---- Excerpted records
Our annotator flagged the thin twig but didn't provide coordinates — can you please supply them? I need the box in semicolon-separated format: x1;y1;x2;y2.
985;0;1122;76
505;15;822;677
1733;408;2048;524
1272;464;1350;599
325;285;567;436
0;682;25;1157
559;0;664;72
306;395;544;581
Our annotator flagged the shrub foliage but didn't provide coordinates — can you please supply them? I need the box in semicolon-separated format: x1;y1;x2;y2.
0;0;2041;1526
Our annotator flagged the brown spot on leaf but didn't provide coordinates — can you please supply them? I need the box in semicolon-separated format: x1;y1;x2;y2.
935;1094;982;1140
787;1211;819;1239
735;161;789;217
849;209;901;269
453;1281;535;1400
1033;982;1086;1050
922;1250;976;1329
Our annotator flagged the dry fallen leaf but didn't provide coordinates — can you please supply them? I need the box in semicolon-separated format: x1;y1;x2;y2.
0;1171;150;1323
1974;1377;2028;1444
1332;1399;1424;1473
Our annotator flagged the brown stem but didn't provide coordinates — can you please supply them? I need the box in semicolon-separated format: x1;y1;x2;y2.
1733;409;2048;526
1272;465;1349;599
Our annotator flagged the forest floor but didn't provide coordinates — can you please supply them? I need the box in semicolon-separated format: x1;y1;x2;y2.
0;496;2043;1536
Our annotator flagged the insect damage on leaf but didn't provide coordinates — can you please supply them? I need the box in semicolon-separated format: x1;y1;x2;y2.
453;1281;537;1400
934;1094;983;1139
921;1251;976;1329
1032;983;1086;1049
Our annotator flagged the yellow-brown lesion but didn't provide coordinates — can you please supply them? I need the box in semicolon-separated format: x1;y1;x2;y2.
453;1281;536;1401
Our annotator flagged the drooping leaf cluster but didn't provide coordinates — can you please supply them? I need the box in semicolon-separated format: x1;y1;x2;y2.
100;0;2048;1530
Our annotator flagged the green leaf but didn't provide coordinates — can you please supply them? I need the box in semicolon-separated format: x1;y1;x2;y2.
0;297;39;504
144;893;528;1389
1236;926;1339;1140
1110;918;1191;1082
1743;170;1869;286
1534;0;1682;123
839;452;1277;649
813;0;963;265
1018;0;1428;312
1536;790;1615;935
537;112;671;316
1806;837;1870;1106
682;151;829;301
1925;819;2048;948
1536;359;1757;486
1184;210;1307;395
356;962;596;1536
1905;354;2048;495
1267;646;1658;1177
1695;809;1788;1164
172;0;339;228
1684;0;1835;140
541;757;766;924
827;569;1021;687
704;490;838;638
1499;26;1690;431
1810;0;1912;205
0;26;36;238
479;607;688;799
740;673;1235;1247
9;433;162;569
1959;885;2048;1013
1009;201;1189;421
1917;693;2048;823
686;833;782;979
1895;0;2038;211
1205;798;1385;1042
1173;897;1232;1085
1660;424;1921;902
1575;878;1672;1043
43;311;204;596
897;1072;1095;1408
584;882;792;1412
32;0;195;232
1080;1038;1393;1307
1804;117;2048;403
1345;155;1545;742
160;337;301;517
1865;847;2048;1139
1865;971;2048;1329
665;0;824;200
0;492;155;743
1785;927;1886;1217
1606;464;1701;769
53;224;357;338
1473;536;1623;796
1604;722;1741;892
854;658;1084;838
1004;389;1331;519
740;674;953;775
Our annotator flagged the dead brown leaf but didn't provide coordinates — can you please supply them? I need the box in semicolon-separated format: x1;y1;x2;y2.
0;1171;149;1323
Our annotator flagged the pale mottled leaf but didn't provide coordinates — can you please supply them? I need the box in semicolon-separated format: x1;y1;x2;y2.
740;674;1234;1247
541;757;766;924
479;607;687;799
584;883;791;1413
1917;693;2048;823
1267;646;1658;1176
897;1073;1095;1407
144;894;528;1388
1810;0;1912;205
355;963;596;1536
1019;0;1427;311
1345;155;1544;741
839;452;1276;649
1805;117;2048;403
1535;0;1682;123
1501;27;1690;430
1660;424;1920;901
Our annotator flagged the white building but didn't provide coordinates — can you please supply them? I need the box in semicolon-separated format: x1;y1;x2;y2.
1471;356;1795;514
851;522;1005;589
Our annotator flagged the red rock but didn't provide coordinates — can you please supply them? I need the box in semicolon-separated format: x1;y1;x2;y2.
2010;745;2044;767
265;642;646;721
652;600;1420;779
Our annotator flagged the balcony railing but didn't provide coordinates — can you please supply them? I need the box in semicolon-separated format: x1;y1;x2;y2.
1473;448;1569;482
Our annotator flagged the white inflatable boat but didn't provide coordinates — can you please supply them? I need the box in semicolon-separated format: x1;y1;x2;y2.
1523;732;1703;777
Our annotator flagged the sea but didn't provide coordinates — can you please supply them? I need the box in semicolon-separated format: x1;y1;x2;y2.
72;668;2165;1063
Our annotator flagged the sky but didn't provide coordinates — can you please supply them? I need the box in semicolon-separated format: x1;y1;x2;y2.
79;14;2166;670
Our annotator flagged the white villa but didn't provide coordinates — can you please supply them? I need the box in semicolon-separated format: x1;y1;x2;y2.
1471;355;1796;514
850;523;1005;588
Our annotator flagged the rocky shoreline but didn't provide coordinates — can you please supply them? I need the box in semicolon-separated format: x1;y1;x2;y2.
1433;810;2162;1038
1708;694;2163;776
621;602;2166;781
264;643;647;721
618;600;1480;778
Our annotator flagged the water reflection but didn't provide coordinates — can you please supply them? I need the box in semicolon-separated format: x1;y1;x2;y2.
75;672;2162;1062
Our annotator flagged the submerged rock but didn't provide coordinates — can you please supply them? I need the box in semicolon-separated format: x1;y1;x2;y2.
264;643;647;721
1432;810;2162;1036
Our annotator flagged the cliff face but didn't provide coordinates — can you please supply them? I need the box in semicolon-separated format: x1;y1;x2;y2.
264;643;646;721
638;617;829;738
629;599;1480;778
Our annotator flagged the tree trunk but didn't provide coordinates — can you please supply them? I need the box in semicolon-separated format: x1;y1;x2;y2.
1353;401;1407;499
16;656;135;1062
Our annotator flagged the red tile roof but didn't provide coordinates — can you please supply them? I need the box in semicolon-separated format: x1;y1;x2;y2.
--------
#### [Goal of the exercise]
Only the lines from the one with "Our annotator flagged the tree" through the end of the records above are to be copied, exactly as written.

#### [Finished exercise]
Our annotator flagged the tree trunk but didn't provide coordinates — can you please supply them? I need the box in semicolon-separated format: x1;y1;x2;y2.
1353;401;1407;499
16;656;135;1062
Our annotator flagged the red tile roof but didn't provide coordinates — can you please supply them? I need the box in semicolon-separated format: x1;y1;x2;y2.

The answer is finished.